WHAT NEEDS TO BE DONE: Lay out all of the material below as a numbered list, leaving out any blank lines.

===== EXERCISE MATERIAL =====

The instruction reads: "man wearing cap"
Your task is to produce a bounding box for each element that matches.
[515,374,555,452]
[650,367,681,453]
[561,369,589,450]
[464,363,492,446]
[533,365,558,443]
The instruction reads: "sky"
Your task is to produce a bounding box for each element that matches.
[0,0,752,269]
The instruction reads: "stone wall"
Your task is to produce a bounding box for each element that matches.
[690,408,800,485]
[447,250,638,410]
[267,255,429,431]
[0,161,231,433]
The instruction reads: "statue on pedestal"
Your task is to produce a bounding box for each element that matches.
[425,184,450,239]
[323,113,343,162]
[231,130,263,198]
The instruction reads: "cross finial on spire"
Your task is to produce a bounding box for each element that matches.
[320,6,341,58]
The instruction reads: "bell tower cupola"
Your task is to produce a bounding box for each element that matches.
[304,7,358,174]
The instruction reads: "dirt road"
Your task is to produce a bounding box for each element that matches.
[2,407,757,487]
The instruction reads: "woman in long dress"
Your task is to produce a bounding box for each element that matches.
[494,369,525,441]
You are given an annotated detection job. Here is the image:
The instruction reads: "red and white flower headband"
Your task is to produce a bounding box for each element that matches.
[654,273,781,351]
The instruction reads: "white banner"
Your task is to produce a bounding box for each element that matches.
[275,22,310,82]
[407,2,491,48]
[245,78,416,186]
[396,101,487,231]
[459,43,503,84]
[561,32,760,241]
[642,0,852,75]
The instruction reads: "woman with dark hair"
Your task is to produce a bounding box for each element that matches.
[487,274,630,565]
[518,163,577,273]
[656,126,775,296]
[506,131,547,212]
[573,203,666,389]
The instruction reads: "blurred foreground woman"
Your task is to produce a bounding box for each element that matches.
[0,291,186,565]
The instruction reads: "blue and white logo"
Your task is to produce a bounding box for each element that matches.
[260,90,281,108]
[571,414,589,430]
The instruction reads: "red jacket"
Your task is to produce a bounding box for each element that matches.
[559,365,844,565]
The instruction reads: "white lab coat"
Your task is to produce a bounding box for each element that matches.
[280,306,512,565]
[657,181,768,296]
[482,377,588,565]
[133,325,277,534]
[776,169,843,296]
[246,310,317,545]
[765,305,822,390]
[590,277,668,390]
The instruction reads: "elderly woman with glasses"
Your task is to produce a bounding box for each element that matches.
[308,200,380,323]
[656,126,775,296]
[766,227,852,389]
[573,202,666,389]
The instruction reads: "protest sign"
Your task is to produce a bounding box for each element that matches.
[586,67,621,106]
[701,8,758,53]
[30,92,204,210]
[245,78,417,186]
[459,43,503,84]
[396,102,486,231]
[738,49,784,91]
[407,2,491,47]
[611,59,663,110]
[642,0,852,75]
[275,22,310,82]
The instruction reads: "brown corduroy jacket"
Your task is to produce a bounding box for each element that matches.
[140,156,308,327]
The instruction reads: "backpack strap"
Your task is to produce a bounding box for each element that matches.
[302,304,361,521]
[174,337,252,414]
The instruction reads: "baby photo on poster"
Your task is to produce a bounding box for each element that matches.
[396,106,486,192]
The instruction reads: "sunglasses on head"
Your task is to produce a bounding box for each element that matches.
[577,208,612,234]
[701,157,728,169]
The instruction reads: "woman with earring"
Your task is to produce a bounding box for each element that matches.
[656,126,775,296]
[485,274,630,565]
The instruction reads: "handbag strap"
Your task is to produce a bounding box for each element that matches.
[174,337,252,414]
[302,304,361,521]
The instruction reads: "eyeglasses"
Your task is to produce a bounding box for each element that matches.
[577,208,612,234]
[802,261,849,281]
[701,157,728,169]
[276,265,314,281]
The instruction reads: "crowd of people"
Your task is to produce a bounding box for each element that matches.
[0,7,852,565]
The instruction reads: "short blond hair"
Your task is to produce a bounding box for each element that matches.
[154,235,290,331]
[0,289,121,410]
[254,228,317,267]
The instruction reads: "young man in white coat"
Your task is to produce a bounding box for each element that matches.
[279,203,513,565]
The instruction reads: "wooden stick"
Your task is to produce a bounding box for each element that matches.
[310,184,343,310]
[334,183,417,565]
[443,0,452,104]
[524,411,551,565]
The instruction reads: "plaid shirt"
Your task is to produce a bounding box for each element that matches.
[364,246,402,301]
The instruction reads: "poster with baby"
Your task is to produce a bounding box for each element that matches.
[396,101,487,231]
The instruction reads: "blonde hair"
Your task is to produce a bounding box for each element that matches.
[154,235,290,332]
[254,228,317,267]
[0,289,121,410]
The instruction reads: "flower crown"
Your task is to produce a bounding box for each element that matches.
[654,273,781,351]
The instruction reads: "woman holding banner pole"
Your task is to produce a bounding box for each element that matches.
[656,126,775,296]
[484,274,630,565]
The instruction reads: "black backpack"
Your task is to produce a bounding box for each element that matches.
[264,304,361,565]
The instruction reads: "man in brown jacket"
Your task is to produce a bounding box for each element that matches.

=====

OUTPUT:
1. The instruction reads: "man wearing cap"
2. Your task is to produce a bounding box for each element that matches.
3. [515,374,555,452]
4. [650,367,681,453]
5. [561,369,589,450]
6. [464,363,492,446]
7. [533,365,558,443]
8. The instruction reads: "sky"
9. Your task is to produce a bounding box for each element that matches.
10. [0,0,752,269]
11. The instruction reads: "stone wall"
12. Your task is to produce a bounding box for each element that matches.
13. [690,408,800,485]
14. [447,250,638,410]
15. [267,255,429,431]
16. [0,161,231,433]
17. The instruction reads: "statue on pedestal"
18. Your task is to produce a bounding box for each element that matches.
19. [425,184,450,239]
20. [323,113,343,162]
21. [231,130,263,198]
22. The instruction reads: "cross finial on spire"
23. Your task is to produce a bounding box for each element that matches.
24. [320,6,341,58]
25. The instruction reads: "bell tower cupola"
26. Your task is to produce a bounding box for each element that matches.
27. [304,7,358,174]
28. The instruction reads: "dirt road"
29. Your task is to produce a bounding box for each element that matches.
30. [2,407,757,487]
31. The instruction reads: "woman in long dress"
32. Your task is to produce a bounding box for each element that matches.
33. [494,369,525,441]
34. You are given an annotated detection job. Here is the image:
35. The instruction reads: "red and white flower headband"
36. Your task is to produce a bounding box for each element that matches.
37. [654,273,781,351]
38. The instruction reads: "white banner"
39. Your task is to produce a bounding box for each element that matches.
40. [275,22,310,82]
41. [407,2,491,48]
42. [245,78,416,186]
43. [396,101,487,231]
44. [459,43,503,84]
45. [561,32,760,241]
46. [642,0,852,75]
47. The instruction reads: "woman with dark hair"
48. Your task is to produce a bounding box for each element that matches.
49. [487,274,630,565]
50. [518,163,577,273]
51. [656,126,775,296]
52. [506,131,547,212]
53. [573,203,666,389]
54. The instruction reads: "blurred foreground woman"
55. Your task is to produce a bounding box for each element that matches.
56. [0,291,186,565]
57. The instruction reads: "blue and white logo"
58. Your task is to produce a bounding box for each element that matches.
59. [260,90,281,108]
60. [571,414,589,430]
61. The instruction reads: "red jacket"
62. Your task is to produce a bounding box for each element that matches.
63. [559,365,844,565]
64. The instruction reads: "white lab coat"
65. Your task is to produce a bounding box for each element that matches.
66. [280,306,512,565]
67. [657,181,768,296]
68. [482,377,588,565]
69. [133,325,277,534]
70. [776,169,843,296]
71. [246,310,317,545]
72. [765,305,822,390]
73. [590,277,668,390]
74. The instruction reads: "elderly woman with glasses"
75. Your task is to produce a bounding box for each element that matches.
76. [308,200,380,323]
77. [656,126,775,296]
78. [766,227,852,389]
79. [573,202,666,389]
80. The instruction reads: "protest sign"
81. Your task is to produce a bounding box for each element that matches.
82. [586,67,621,106]
83. [701,8,758,53]
84. [30,92,204,210]
85. [245,78,417,186]
86. [459,43,503,84]
87. [396,102,486,231]
88. [738,49,784,91]
89. [407,2,491,47]
90. [611,59,663,110]
91. [642,0,852,75]
92. [275,22,310,82]
93. The instruction reads: "brown corduroy jacket"
94. Your task is to produce a bounding box for each element that matches.
95. [140,156,308,327]
96. The instruction reads: "backpack strap"
97. Your task is to produce a bounding box for each element that matches.
98. [302,304,361,521]
99. [174,337,252,414]
100. The instruction reads: "baby photo on poster"
101. Your task is to produce a bounding box for each element that matches.
102. [396,106,486,192]
103. The instruction reads: "sunglasses on head"
104. Your task is to produce a bounding box for each element that matches.
105. [577,208,612,234]
106. [701,157,728,169]
107. The instruction reads: "woman with earring"
108. Your task is to produce a bounding box for each element that matches.
109. [656,126,775,296]
110. [485,274,630,565]
111. The instruction reads: "handbag strap"
112. Your task is to produce a bounding box for each element that matches.
113. [174,337,252,414]
114. [302,304,361,521]
115. The instruction reads: "eyeglasses"
116. Your task is to produce a bounding box for each element that matches.
117. [577,208,612,234]
118. [802,261,849,281]
119. [701,157,728,169]
120. [276,265,314,281]
121. The instruction reads: "crowd of people"
122. Your task is to produce a bounding box for each element that matches.
123. [0,7,852,565]
124. The instruction reads: "short blond hair"
125. Your task is to produce a bounding box for each element that matches.
126. [154,235,290,331]
127. [0,289,121,410]
128. [254,228,317,267]
129. The instruction reads: "young man in white coat"
130. Your task is to produce a bounding box for each element that matches.
131. [279,203,513,565]
132. The instruction reads: "wooden stick"
133. Your task is to produce a bounding box for each element that matches.
134. [310,184,343,310]
135. [334,183,417,565]
136. [443,0,452,104]
137. [524,411,551,565]
138. The instruction reads: "plaid shirt"
139. Your task is to produce a bounding box for each element that matches.
140. [364,246,402,301]
141. The instruction reads: "poster with baby"
142. Your task is to produce a bounding box for each element that matches.
143. [396,101,487,231]
144. The instruction reads: "blonde hair"
145. Your task is to produce a bounding box for each element that matches.
146. [154,235,290,332]
147. [254,228,317,267]
148. [0,289,121,410]
149. The instruction reads: "flower crown"
150. Your task is to produce a bounding box for each element that matches.
151. [654,273,781,351]
152. The instruction reads: "woman holding banner pole"
153. Your task is to produce a bounding box for each element that matches.
154. [656,126,775,296]
155. [484,274,630,565]
156. The instruction reads: "black backpack"
157. Your task is to produce a bounding box for each element that matches.
158. [264,304,361,565]
159. The instruction reads: "man in brown jacket"
160. Your task is to produce a bounding box for each element that matches.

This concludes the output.